## Data entries
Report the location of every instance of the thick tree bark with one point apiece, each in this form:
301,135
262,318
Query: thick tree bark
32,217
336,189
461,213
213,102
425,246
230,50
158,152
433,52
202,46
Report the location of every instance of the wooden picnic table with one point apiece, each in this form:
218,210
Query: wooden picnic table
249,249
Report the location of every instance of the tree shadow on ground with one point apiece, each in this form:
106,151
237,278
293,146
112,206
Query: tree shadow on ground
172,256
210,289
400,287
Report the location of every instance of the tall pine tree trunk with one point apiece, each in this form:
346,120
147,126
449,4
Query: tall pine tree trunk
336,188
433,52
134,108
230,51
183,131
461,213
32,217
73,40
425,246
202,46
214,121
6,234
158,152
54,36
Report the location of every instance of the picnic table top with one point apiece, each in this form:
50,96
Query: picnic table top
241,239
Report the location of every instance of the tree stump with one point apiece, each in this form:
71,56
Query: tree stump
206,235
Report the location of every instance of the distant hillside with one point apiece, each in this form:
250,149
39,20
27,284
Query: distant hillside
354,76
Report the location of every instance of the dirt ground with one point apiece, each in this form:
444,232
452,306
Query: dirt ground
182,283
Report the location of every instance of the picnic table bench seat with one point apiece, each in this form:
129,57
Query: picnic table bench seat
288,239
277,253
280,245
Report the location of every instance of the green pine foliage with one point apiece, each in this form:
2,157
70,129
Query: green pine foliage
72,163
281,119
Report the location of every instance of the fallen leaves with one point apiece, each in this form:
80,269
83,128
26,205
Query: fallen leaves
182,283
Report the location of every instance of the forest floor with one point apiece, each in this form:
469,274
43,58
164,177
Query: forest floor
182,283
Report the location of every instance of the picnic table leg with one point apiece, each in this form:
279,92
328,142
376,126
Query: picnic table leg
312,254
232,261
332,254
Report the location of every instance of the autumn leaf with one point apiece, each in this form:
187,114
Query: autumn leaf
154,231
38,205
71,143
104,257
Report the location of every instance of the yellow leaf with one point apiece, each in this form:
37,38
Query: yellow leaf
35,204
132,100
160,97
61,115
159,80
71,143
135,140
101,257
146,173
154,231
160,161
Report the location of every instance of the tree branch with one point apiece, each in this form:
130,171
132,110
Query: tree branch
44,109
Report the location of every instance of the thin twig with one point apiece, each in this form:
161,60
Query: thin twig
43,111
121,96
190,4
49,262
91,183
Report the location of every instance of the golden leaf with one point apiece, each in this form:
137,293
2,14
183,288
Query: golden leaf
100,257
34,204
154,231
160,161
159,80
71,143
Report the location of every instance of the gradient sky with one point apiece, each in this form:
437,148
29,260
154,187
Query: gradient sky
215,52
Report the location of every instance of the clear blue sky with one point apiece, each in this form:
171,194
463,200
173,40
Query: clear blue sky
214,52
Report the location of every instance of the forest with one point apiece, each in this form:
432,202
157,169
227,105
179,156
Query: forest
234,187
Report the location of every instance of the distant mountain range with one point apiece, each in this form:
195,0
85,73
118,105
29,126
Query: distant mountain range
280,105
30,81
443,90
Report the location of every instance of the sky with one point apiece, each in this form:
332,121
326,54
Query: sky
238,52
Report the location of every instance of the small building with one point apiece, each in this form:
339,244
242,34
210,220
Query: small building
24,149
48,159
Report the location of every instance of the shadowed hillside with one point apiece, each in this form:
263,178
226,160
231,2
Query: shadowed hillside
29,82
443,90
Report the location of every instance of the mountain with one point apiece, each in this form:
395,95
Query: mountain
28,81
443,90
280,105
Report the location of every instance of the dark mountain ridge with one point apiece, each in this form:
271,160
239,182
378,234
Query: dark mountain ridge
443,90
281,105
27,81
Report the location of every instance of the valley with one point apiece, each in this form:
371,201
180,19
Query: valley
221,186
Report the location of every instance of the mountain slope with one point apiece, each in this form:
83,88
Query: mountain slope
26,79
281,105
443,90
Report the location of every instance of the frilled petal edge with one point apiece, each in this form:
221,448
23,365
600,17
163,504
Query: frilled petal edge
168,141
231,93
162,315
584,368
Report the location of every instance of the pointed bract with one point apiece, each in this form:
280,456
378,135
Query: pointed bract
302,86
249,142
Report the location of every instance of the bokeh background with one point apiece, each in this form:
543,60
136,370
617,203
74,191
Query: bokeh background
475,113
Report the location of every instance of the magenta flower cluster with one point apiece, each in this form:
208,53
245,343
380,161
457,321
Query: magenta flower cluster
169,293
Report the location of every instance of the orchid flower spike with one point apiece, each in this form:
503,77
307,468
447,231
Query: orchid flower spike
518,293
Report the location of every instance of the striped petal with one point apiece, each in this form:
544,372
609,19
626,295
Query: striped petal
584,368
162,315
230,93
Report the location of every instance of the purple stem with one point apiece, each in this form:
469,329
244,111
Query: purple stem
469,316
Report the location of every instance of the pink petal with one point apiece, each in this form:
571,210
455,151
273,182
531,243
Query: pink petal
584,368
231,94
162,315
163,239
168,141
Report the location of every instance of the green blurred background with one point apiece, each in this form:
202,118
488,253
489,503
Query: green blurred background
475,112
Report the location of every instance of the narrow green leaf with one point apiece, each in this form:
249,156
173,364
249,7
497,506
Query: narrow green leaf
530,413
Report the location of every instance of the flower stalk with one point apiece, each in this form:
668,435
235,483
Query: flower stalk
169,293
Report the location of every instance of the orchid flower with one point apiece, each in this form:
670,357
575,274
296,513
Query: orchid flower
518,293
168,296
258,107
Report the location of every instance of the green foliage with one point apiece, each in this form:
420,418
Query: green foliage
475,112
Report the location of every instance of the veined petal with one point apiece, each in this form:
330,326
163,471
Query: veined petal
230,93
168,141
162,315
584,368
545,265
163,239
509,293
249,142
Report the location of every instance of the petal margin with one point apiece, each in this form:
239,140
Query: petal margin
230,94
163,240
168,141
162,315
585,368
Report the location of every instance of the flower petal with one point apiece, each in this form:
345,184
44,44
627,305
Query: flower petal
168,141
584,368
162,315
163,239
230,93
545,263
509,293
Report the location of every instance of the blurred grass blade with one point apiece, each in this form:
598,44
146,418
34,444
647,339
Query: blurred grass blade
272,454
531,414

---

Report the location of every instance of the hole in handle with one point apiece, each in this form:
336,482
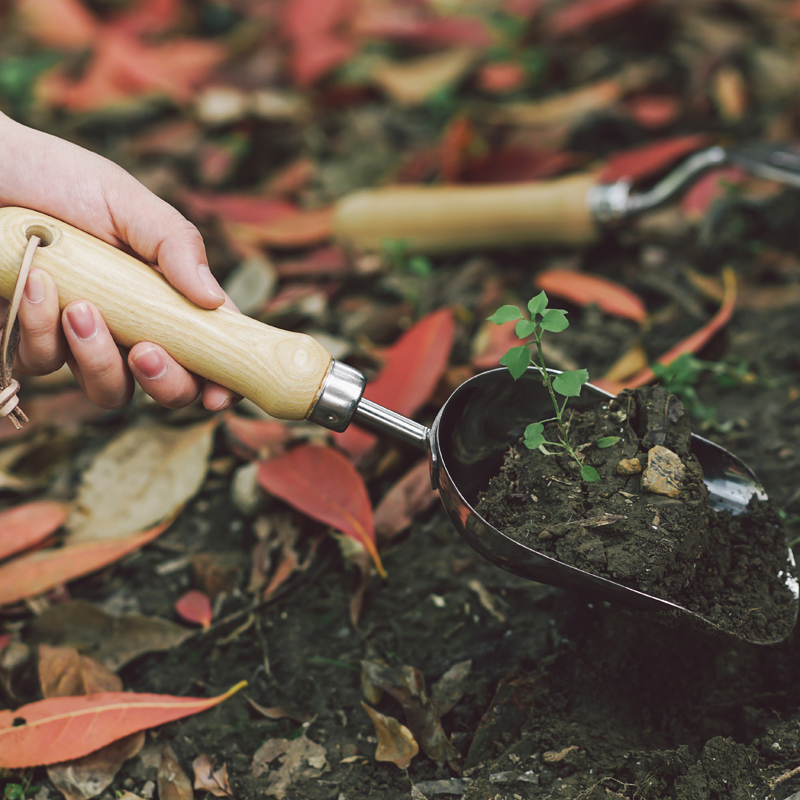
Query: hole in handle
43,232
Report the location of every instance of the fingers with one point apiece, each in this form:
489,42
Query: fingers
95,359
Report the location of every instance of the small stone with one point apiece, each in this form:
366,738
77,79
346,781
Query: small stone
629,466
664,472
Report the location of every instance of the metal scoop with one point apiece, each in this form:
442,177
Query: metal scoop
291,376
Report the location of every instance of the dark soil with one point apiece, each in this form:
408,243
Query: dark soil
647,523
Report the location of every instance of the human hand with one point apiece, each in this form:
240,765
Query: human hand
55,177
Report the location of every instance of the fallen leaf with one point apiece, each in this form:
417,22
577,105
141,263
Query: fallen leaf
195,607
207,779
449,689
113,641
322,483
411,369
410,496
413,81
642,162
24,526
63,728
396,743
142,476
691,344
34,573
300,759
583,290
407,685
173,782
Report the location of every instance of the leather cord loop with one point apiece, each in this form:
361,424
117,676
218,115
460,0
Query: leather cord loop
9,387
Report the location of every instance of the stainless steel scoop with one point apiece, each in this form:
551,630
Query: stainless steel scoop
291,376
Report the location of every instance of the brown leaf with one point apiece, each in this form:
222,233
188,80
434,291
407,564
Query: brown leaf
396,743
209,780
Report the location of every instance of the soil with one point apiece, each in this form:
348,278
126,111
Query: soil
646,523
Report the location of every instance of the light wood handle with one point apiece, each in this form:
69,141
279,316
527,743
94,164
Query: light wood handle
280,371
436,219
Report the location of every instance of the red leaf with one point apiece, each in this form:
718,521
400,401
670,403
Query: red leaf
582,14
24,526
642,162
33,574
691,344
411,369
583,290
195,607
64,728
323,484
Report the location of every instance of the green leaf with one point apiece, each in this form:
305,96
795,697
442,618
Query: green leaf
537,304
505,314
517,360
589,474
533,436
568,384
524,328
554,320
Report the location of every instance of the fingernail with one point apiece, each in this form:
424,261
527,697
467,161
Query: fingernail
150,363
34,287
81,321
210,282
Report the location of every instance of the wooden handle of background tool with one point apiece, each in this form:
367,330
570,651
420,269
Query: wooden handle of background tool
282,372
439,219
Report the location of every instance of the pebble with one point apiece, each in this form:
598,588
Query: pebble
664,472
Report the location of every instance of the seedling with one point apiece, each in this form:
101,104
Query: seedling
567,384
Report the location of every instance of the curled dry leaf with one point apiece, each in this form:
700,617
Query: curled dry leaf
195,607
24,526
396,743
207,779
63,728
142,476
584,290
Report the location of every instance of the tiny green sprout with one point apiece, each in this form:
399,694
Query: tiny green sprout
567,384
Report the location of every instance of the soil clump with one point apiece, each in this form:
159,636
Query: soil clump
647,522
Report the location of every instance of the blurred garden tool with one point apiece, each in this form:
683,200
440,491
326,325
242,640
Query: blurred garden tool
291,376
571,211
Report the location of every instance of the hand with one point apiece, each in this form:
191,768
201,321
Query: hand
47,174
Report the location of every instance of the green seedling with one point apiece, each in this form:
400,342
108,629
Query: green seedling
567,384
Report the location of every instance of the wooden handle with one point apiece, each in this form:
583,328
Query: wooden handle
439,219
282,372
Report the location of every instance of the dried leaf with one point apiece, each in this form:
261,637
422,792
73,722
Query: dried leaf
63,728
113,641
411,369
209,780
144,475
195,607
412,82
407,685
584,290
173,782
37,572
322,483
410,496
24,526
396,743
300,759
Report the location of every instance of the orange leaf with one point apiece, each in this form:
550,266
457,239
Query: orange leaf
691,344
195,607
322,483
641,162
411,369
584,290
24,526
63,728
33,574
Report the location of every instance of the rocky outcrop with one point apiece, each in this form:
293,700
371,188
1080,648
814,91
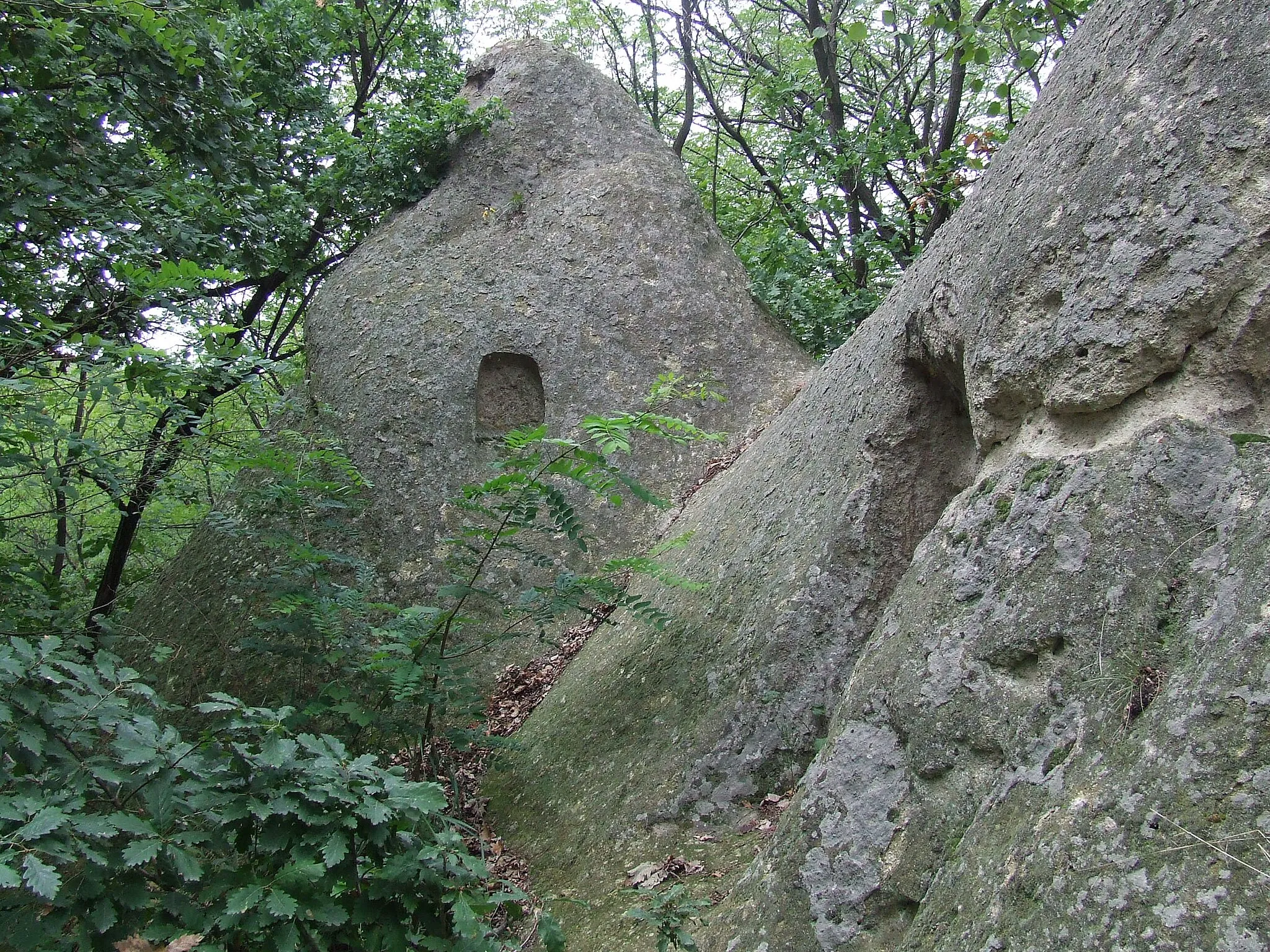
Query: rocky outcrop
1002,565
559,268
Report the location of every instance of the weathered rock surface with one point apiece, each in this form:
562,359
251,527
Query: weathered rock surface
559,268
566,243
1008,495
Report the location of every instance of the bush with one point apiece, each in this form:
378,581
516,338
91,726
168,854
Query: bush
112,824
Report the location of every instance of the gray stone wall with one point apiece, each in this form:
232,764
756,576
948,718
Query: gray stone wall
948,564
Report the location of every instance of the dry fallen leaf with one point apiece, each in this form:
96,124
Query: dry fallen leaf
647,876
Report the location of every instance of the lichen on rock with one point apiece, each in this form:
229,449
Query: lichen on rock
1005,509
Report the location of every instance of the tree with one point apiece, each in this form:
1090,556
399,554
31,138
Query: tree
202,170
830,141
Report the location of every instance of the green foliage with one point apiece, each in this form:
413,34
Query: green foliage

## TASK BRIEF
State how many lines of the records contain the string "twig". Give only the number.

## COMPLETE RESPONSE
2